EXCERPTED RECORDS:
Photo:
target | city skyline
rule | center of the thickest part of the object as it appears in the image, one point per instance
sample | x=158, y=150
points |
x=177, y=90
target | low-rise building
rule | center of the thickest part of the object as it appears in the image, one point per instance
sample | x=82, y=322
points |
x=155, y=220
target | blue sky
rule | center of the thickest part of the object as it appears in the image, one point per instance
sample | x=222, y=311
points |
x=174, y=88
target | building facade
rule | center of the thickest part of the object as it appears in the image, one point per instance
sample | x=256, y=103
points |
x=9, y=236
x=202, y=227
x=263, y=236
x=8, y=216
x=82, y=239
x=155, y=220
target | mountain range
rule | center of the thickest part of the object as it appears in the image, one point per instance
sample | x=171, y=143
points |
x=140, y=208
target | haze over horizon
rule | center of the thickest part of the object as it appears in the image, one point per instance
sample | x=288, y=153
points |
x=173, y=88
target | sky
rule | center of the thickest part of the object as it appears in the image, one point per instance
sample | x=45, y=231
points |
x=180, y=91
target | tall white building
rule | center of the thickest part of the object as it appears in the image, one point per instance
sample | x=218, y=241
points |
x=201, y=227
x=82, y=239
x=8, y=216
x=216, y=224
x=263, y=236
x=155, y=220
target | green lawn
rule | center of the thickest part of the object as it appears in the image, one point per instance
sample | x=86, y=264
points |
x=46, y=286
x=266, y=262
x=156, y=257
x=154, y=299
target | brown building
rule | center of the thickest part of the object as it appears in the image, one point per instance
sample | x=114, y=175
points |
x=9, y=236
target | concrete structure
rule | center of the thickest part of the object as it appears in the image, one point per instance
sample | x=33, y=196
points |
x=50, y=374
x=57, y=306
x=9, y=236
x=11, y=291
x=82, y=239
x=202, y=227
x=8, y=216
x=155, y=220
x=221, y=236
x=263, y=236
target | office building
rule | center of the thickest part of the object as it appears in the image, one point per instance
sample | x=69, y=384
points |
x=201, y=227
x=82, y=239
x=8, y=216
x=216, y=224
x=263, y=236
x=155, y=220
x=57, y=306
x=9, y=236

JOB: Reproduce the data above, character for character, from its very first line through the line containing "x=174, y=88", including both of those lines.

THE REPLY:
Photo:
target | city skyline
rule | center of the thickest part of the object as it appears in the image, one point per instance
sample | x=158, y=150
points |
x=177, y=90
target | low-rise building
rule | center of the thickest part of the object as it appears in the image, one point per instance
sample | x=82, y=322
points |
x=155, y=220
target | blue sky
rule | center of the thickest part of the object as it appears in the image, one point per instance
sample | x=222, y=311
points |
x=174, y=88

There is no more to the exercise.